> [Aim of the task] Resume the passage about rhythm in the songs of indri lemurs, picking up right after its last sentence.

> [Passage shown]
Studying how and why rhythm evolved in these primates could help unravel the mysteries of human musicality.

THE INDRI IS a lemur, a primate with opposable thumbs; a short tail; and round, tufted, teddy-bear-like ears. They share a branch of the evolutionary tree with humans, but our paths diverged some 60 million years ago. Still, one very striking similarity has stuck around: Indris are one of the few mammals that sing. Family groups create choruses in the treetops of their rain forest home in Madagascar; their voices ringing out for miles. Those songs—which biologist Andrea Ravignani describes as sounding like a cross between several jazz trumpeters jamming, a humpback whale, and a scream—are also the only songs other than those made by humans to be structured with regular, predictable rhythms.
In fact, indri rhythm can be the same as human rhythm, says Ravignani, who studies bioacoustics at the Max Planck Institute for Psycholinguistics. He is part of an international team of researchers whose recent paper in Current Biology is the first to document rhythm in lemurs.

> [Extracted entries]
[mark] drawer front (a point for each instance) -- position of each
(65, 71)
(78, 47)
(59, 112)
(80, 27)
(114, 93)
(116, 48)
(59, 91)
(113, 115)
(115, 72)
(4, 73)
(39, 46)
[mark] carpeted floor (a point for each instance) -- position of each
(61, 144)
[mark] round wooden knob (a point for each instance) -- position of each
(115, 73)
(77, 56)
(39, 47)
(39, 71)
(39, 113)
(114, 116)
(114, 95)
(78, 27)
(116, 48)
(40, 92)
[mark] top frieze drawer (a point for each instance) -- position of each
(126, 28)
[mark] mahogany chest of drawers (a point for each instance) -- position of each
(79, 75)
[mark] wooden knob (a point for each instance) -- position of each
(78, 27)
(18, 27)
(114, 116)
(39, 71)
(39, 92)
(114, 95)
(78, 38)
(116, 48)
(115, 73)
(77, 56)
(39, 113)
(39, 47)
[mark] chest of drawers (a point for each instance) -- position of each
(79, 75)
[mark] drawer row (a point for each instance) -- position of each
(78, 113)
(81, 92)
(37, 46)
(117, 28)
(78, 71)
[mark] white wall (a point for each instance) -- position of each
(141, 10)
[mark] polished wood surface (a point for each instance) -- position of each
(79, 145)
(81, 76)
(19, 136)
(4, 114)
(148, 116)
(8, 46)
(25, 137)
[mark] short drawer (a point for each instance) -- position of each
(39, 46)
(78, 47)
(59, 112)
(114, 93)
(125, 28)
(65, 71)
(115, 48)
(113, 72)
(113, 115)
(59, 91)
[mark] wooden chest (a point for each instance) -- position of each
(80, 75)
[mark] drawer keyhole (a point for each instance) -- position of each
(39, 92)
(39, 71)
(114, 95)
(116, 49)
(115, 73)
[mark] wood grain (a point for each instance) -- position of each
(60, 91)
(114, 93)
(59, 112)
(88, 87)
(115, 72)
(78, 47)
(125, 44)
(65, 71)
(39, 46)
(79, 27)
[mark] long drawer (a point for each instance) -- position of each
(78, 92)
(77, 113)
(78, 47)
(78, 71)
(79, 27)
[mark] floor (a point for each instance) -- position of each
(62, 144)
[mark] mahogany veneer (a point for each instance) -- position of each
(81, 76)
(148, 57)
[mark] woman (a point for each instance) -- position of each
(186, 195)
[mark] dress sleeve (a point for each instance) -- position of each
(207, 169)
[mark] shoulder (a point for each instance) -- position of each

> [Response area]
Analyzing how, and when, the lemurs’ songs use a rhythmic structure could help researchers understand musicality in humans, the evolutionary purpose of which remains mysterious. Traits like color vision, bipedal ambulation, and prolonged infanthood have all been attributed to evolutionary pressures that favored the people who carried certain genes. But music, which is so pervasive across human cultures, is unexplained. “As a music lover I am fascinated by the beauty of music,” says Ravignani. “As a biologist, I’m puzzled about why we still haven’t found an answer when many other things are so obvious in human evolution.”
Ravignani’s team’s work on the indris’ rhythm is just beginning. In addition to their morning announcement song, the animals also sing when they’re lost, as a warning, or as a threat, so De Gregorio is curious about whether those songs also have these rhythms.
Next, Ravignani wants to apply these research techniques to other singing primates, like gibbons, and then to marine animals like seals. “And then who knows?” he asks. “Every year or so, we discover that at least one animal species has something that we previously thought was uniquely human. So I think we’re up for a lot of surprises.”